*PAGE TEXT*
::::::::

Consistency is important in Coverly’s business, because there’s always competition. Dave Strickler of San Simeon, Calif., author of the book “Syndicated Comic Strips and Artists, 1924-1995,” said 319 comic strips and panels are currently in syndication.

“Some few may be hopefuls that have not yet been bought by newspapers,” he said. “Some other few may be sold to local newspapers directly, without being syndicated.

“If you have even a down month, you could lose a bunch of people,” he said. “They read it and they don’t find anything funny for a few weeks. I know that’s happened to me with columnists, cartoons or whatever. There’s always something else people can find.”

Coverly plans ahead. He comes up with a bunch of ideas first, and then sits down with pencils, pens and drawing paper.

“Sometimes, I get three ideas in an hour,” Coverly said. “Sometimes, it takes me all day to get one, or zero. You definitely hit dry patches.”

The devil is in the details. “The hardest thing is not the joke, because that’s kind of easy,” Coverly said. “The hardest thing is coming up with stuff. Everything seems like it’s been done.”

Coverly peruses pop culture, listens to music, reviews catchphrases and idioms and lets the thoughts and ideas percolate. Things that don’t belong together are often perfect partners for “Speed Bump” placement.

Take yawning. A cartoonist may not mine any gags out of this somnolent reflex; but if he throws in a supermarket, a table full of open clams and two store clerks — one holding a palm over an open mouth — he has something.

::::::::

*LISTING*
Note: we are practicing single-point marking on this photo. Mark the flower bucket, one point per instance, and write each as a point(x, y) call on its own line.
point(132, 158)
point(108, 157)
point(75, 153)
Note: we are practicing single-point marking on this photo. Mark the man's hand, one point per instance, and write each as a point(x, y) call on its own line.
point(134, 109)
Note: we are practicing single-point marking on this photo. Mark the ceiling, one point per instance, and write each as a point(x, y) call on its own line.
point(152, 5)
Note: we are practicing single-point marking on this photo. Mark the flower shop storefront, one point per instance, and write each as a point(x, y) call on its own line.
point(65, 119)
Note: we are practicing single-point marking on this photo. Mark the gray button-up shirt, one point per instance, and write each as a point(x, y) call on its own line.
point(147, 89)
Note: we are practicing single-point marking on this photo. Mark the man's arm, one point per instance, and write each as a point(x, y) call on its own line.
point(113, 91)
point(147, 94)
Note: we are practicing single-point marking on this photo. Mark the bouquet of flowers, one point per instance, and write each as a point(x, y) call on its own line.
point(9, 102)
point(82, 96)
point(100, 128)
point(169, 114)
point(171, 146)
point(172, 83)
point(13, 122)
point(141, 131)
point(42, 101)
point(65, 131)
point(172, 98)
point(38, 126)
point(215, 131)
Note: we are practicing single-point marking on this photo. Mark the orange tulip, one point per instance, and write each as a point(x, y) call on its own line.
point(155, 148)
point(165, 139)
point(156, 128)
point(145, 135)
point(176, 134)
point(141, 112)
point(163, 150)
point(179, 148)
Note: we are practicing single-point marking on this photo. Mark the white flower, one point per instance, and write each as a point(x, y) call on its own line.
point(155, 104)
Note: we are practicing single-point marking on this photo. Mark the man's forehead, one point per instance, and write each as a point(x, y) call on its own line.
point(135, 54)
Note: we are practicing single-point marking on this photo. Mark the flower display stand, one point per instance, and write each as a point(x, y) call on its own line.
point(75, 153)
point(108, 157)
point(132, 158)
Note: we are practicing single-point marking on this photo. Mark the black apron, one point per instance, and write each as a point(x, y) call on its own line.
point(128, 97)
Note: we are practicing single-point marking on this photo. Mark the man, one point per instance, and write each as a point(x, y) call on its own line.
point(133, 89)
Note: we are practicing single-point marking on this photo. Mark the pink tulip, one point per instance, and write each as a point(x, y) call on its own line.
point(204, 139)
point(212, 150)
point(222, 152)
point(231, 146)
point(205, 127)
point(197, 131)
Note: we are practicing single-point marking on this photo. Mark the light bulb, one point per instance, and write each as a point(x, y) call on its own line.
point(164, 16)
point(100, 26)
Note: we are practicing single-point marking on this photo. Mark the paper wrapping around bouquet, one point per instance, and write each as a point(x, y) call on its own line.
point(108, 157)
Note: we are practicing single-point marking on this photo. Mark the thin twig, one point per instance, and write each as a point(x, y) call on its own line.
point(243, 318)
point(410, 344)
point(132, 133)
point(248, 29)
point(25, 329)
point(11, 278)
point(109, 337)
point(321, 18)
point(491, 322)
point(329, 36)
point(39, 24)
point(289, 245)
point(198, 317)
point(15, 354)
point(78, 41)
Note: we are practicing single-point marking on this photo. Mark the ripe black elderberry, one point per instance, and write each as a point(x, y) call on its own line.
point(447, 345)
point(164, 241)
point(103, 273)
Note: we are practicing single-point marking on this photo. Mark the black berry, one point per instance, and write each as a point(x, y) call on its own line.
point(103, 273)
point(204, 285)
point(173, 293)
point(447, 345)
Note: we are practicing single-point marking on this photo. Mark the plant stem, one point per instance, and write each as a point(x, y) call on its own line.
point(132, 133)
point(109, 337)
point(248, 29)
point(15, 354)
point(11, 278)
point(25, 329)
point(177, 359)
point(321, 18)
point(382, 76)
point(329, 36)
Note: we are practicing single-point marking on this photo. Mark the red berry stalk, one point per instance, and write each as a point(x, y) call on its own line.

::::::::

Can you continue the article above about cartoonist Coverly and his "Speed Bump" panels, picking up right after its final sentence?

“I can’t stop yawning either,” says the other clerk.

George Washington working the counter of a dollar store is a scene from Coverly’s personal “Twilight Zone.” So is the bit with the old lady approaching the “Student Loans” desk: “I’d like a cute one who’s at least 21 and enjoys gardening,” she tells the clerk.

“It’s more like taking a couple ideas and mashing them together,” Coverly said. “The clam one’s a good example. You have people yawning and it’s contagious; you try to think of a different concept for it. How else can you picture yawning?”

Evoking Larson

Coverly’s work may remind some readers of Gary Larson and his late, lamented panel “The Far Side,” which was retired from the funnies in 1995.

Dave’s been over this ground before. Comparisons between the two off-the-wall cartoons no longer bother him.

“I think when I first started, it bothered me for two reasons,” Coverly said. “I felt Larson was fantastic; I can’t say he was my inspiration because he wasn’t. I’ve always been a huge fan of New Yorker cartoons. I like cartoons that are about something — they’re funny, but you can look at them a second time. I don’t mean that in any kind of elitist way, I just really enjoy that kind of humor.”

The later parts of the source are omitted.